Qué se pide.
Retoma el texto sobre las reglas de la ciencia y la prueba pericial, y continúalo a partir de su última oración.

Fragmento de página.
Como ya lo hemos señalado, las reglas de la ciencia forman parte del sistema de la sana crítica, en la medida en que se trata de enunciados de carácter universal, ampliamente afianzados, verificados y validados a través del método científico. Son afirmaciones que han sido tan contrastadas, tan divulgadas y tan interiorizadas por la comunidad, que forman parte del patrimonio cultural y cognitivo común de la humanidad. Bajo esta lógica, sería un despropósito exigir que un perito deba explicar al juez este tipo de reglas científicas, pues se presume que hacen parte de los conocimientos básicos que todos utilizamos cotidianamente para interpretar la realidad desde una perspectiva racional.

En contraste, cuando nos encontramos ante un conocimiento especializado, que no alcanza ese nivel de universalidad ni ha sido adoptado como parte del conocimiento común, se requiere entonces la intervención de un perito. La prueba pericial, en este contexto, cumple la función de introducir al proceso un saber técnico que no se presume conocido por el juez ni por las partes, y que requiere ser explicado, evaluado y contradicho.

Ahora bien, ¿cómo distinguir entre uno y otro? ¿Cuándo estamos frente a una regla de la ciencia que puede ser utilizada sin intervención pericial, y cuándo se requiere el conocimiento de un experto? A mi modo de ver, la clave radica en el carácter universal del enunciado. Si se trata de un enunciado universal, esto es, una afirmación que nunca ha sido refutada, que ha sido ampliamente aceptada por la comunidad científica, que se utiliza como punto de partida para evaluar la realidad, entonces no se necesita perito. Son reglas conocidas, que nadie en su sano juicio epistemológico se atrevería a controvertir, y que por tanto pueden ser empleadas directamente por el juzgador en su razonamiento probatorio.

Distinta es la situación cuando el enunciado no posee ese carácter universal. No por ello se trata de un enunciado inválido o epistemológicamente irrelevante, simplemente no tiene el mismo grado de afianzamiento ni genera el mismo nivel de consenso. En esos casos, sí se requiere de un experto que exponga su contenido, lo fundamente, aclare sus implicaciones, delimite su alcance y responda a las objeciones que puedan surgir. Pensemos, por ejemplo, en el enunciado según el cual las personas que fuman tienen mayores probabilidades de desarrollar cáncer. Esta afirmación proviene de la ciencia, pero no puede considerarse una regla universal. Existen personas que han fumado toda su vida y no desarrollan la enfermedad, así como personas que nunca han fumado y sí la padecen. En este sentido, el nexo entre fumar y el cáncer no es de necesidad lógica ni causal absoluta, sino de alta probabilidad, tal vez por representación estadística o por propensión.

Extractos de datos.
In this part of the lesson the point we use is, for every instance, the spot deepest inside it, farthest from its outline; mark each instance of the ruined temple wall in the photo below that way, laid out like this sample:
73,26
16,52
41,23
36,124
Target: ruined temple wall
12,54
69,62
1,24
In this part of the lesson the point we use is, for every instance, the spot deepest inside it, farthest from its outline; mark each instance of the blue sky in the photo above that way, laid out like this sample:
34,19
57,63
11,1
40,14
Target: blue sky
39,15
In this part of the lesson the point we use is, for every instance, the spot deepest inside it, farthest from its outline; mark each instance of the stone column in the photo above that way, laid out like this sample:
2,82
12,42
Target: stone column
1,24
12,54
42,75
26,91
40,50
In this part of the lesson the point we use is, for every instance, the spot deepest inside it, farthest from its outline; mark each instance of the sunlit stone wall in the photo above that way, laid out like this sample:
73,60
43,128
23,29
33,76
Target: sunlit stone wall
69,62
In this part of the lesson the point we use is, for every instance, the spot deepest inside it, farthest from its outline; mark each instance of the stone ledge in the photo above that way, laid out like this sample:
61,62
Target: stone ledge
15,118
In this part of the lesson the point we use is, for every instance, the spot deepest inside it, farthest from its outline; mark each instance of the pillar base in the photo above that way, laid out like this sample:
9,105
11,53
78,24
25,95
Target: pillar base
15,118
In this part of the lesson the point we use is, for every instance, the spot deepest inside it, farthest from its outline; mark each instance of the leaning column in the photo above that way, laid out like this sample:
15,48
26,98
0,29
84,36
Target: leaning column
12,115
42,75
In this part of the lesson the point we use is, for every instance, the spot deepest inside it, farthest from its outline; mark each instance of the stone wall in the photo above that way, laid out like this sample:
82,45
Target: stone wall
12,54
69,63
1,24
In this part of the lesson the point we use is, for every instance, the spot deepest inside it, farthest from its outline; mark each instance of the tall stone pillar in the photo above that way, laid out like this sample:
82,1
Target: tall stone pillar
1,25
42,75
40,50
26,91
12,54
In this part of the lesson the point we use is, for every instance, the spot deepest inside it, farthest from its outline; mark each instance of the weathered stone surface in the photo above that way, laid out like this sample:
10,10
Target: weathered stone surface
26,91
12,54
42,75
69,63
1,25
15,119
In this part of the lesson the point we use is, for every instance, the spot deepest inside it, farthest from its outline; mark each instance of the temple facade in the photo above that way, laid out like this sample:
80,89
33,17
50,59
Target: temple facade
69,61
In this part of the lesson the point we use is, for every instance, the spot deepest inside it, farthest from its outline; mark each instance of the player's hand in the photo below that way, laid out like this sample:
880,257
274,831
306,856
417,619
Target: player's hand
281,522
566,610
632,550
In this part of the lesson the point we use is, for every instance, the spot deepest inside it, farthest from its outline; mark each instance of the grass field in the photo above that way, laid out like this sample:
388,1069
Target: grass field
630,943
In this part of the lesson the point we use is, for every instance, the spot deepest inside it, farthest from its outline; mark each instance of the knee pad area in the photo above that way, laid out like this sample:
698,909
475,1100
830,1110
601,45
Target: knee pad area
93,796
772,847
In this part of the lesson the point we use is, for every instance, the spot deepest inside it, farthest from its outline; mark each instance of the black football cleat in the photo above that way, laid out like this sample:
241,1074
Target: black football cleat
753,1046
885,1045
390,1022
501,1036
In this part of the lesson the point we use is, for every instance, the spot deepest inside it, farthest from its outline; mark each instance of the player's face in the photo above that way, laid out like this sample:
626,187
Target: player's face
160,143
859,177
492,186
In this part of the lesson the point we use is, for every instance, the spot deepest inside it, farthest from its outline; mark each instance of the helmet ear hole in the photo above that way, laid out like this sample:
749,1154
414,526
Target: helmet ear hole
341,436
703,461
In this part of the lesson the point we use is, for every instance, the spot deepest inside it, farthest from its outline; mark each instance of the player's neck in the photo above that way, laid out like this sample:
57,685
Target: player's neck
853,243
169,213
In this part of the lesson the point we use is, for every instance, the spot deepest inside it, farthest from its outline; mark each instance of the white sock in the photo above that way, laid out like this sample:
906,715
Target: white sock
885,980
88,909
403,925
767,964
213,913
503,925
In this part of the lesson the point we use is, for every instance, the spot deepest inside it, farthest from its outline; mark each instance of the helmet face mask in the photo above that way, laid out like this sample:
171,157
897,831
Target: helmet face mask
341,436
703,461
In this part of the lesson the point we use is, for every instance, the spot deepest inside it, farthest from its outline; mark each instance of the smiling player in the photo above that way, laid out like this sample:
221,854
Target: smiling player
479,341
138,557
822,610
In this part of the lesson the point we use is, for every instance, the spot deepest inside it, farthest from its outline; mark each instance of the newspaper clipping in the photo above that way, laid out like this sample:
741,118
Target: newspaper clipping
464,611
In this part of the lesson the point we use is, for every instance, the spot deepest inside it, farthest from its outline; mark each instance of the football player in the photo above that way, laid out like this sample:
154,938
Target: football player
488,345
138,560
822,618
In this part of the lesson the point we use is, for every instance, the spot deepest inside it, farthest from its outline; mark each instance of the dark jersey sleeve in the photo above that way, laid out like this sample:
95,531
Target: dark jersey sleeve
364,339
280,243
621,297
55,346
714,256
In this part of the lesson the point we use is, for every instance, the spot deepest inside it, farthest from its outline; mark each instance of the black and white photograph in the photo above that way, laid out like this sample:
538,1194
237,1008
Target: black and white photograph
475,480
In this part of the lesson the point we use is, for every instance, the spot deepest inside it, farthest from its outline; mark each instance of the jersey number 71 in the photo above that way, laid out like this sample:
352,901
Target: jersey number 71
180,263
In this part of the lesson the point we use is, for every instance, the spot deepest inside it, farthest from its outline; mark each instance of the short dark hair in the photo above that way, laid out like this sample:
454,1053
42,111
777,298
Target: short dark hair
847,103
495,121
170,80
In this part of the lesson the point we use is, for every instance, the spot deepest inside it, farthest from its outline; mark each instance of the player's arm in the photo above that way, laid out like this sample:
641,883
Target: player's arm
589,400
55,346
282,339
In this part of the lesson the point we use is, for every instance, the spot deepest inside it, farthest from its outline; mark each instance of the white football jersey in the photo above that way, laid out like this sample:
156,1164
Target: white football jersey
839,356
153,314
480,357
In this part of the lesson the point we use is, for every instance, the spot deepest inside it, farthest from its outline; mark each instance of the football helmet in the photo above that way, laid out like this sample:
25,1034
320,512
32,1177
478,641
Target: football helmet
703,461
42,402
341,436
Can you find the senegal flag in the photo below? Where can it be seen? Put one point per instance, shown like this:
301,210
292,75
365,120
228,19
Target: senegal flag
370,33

Respuesta escrita.
Ese tipo de enunciados son fundamentales para construir políticas públicas, para tomar decisiones de salud, incluso para estructurar demandas en contra de compañías tabacaleras. Pero, si se quiere utilizar en un caso concreto, se requiere de un perito que fundamente su validez científica, y, sobre todo, que permita a la parte contraria ejercer el derecho de contradicción. Esto es indispensable en el marco del debido proceso: el juez debe poder formular preguntas al perito, escuchar respuestas, y la contraparte debe poder interrogarlo, someter su testimonio al escrutinio adversarial.

En definitiva, la distinción entre regla de la ciencia y prueba pericial no solo compromete el alcance del conocimiento del juez, sino también el ejercicio efectivo del derecho de contradicción y la garantía del debido proceso. Por ello, esta diferencia no puede ser ignorada. En un mundo en el que la información —y la desinformación— circulan a velocidades sin precedentes, y donde la inteligencia artificial brinda respuestas inmediatas sobre cuestiones científicas, resulta indispensable delimitar con claridad los casos en los que un enunciado puede ser usado directamente por el juez como parte de su razonamiento, y aquellos en los que se requiere, por respeto al proceso y a la racionalidad, la intervención especializada de un perito.